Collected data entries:

■ ■ ■ ■ ■

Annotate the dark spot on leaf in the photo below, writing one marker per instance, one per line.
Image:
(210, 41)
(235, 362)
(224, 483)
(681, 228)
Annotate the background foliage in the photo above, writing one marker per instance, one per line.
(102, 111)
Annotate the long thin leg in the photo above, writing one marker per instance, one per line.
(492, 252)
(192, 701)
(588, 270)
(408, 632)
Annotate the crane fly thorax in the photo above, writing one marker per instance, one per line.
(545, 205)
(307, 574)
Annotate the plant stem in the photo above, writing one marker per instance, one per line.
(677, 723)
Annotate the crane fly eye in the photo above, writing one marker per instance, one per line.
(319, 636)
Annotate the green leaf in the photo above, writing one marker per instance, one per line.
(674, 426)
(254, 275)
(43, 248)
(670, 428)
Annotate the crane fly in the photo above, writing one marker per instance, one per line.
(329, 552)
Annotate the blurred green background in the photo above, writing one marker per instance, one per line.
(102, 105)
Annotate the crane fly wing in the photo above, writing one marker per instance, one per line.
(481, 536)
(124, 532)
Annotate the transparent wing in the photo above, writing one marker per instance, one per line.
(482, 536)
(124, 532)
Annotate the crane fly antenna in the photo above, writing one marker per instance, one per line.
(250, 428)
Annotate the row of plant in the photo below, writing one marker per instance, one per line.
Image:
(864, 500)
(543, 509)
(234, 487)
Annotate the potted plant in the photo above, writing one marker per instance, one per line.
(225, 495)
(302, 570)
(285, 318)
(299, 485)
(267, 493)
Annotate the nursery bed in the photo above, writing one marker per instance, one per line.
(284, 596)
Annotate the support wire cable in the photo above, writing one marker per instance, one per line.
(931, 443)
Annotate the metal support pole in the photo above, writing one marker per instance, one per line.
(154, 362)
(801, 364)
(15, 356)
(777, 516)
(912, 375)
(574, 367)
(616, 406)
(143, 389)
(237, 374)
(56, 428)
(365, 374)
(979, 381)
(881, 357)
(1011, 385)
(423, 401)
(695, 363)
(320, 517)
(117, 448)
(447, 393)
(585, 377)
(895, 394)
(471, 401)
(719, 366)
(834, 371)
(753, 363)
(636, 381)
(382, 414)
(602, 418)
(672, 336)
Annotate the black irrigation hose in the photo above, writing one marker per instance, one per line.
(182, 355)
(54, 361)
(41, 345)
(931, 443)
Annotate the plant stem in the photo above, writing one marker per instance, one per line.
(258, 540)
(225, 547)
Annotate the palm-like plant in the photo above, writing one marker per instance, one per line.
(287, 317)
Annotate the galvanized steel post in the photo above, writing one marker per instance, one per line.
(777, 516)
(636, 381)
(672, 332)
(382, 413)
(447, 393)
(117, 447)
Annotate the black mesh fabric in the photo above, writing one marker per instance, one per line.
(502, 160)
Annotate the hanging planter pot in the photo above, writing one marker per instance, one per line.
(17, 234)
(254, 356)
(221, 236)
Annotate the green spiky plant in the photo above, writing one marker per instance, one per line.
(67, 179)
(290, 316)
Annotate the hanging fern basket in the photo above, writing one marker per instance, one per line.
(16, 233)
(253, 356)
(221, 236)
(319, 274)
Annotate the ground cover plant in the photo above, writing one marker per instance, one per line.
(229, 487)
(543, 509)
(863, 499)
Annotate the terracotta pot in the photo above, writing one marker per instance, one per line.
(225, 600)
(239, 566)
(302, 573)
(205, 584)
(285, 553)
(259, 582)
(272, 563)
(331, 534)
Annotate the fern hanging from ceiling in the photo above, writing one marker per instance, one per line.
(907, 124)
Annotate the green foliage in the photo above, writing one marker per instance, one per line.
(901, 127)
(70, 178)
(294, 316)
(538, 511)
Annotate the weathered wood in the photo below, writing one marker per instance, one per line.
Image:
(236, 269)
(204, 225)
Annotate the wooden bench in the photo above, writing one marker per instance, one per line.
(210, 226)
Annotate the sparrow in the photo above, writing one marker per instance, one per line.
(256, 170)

■ ■ ■ ■ ■

EXERCISE DIRECTIONS:
Give the data again, unchanged in every line.

RESPONSE TO THIS TASK:
Annotate the dark spot on leaf in the photo below, writing one marker per instance, one per line.
Image:
(210, 41)
(235, 362)
(224, 483)
(681, 228)
Annotate the background foliage in the photo above, writing one marker per instance, one per line.
(102, 111)
Annotate the long thin leg in the photo above, writing one marker per instance, one per line.
(492, 252)
(192, 701)
(588, 270)
(408, 632)
Annotate the crane fly thorax in the photo above, writing one marker per instance, one per line.
(545, 205)
(307, 574)
Annotate the plant stem in the photo above, writing one marker per instance, one per line.
(677, 723)
Annotate the crane fly eye in the photo above, writing one marker per instance, one per line.
(319, 636)
Annotate the green leaf in the photo above, writing one marker per instance, one per line.
(674, 426)
(254, 275)
(43, 248)
(670, 428)
Annotate the crane fly in the photo above, writing one marker per instance, one per line.
(329, 552)
Annotate the blurred green background in the photo above, writing one marker per instance, one per line.
(102, 105)
Annotate the crane fly wing in the photo above, writing one marker per instance, one per line.
(481, 536)
(124, 532)
Annotate the transparent wing in the photo above, writing one marker per instance, one per line.
(482, 536)
(124, 532)
Annotate the crane fly antenna in the photo above, writing one marker per instance, one per line.
(250, 428)
Annotate the row of plant in the photo below, writing one marker per instance, one per line.
Image:
(864, 500)
(543, 509)
(234, 487)
Annotate the potted plant in the photo above, writing one marker per instance, one per line.
(225, 495)
(302, 570)
(285, 318)
(299, 485)
(267, 493)
Annotate the nursery bed in the photo above, writing one marker per instance, one per line.
(284, 596)
Annotate the support wire cable in the photo above, writing one marker per instance, one per line.
(931, 443)
Annotate the metal support pole in the photo above, writing one marker per instance, one per line.
(154, 362)
(801, 364)
(15, 356)
(777, 516)
(912, 375)
(574, 367)
(616, 406)
(143, 389)
(237, 374)
(56, 428)
(365, 374)
(979, 381)
(881, 357)
(1011, 385)
(423, 401)
(695, 363)
(320, 517)
(117, 448)
(447, 393)
(585, 377)
(895, 394)
(471, 401)
(719, 366)
(834, 371)
(753, 363)
(636, 381)
(382, 414)
(602, 418)
(672, 336)
Annotate the black irrigation hose in the photo above, writing one marker per instance, one per line.
(182, 355)
(54, 361)
(41, 345)
(931, 443)
Annotate the plant stem in the photo above, writing one marker per instance, one per line.
(258, 540)
(225, 547)
Annotate the palm-like plant in the photo above, writing one marker per instance, one per line.
(287, 317)
Annotate the galvanized steel post in the photo above, writing one marker per instance, one per line.
(777, 516)
(636, 381)
(672, 332)
(382, 413)
(447, 393)
(117, 447)
Annotate the black mesh fabric in the photo above, writing one marker per instance, one per line.
(502, 160)
Annotate the hanging planter pot in the photo above, writing one marker per instance, one per line.
(17, 234)
(254, 356)
(221, 236)
Annotate the green spiky plant in the photo above, writing one marker per instance, one per line.
(67, 179)
(290, 316)
Annotate the hanging fern basket in the photo above, writing one marker per instance, one per line.
(16, 233)
(253, 356)
(221, 236)
(319, 274)
Annotate the ground cover plant in the photo above, writing one marker per instance, one per line.
(229, 487)
(543, 509)
(863, 499)
Annotate the terracotta pot in the photo above, writing one marker per instance, one per line.
(225, 600)
(239, 566)
(302, 573)
(205, 584)
(285, 553)
(259, 582)
(272, 563)
(331, 534)
Annotate the fern hanging from ceiling in the photo above, writing one marker per instance, one per line.
(907, 124)
Annotate the green foliage in the photo above, writing one marker per instance, one per line.
(901, 127)
(70, 178)
(294, 316)
(538, 511)
Annotate the weathered wood in the photo below, writing one marker per instance, one per line.
Image:
(236, 269)
(204, 225)
Annotate the wooden bench in the photo above, writing one marker per instance, one per line.
(210, 226)
Annotate the sparrow in the photo above, writing one marker per instance, one per line.
(256, 170)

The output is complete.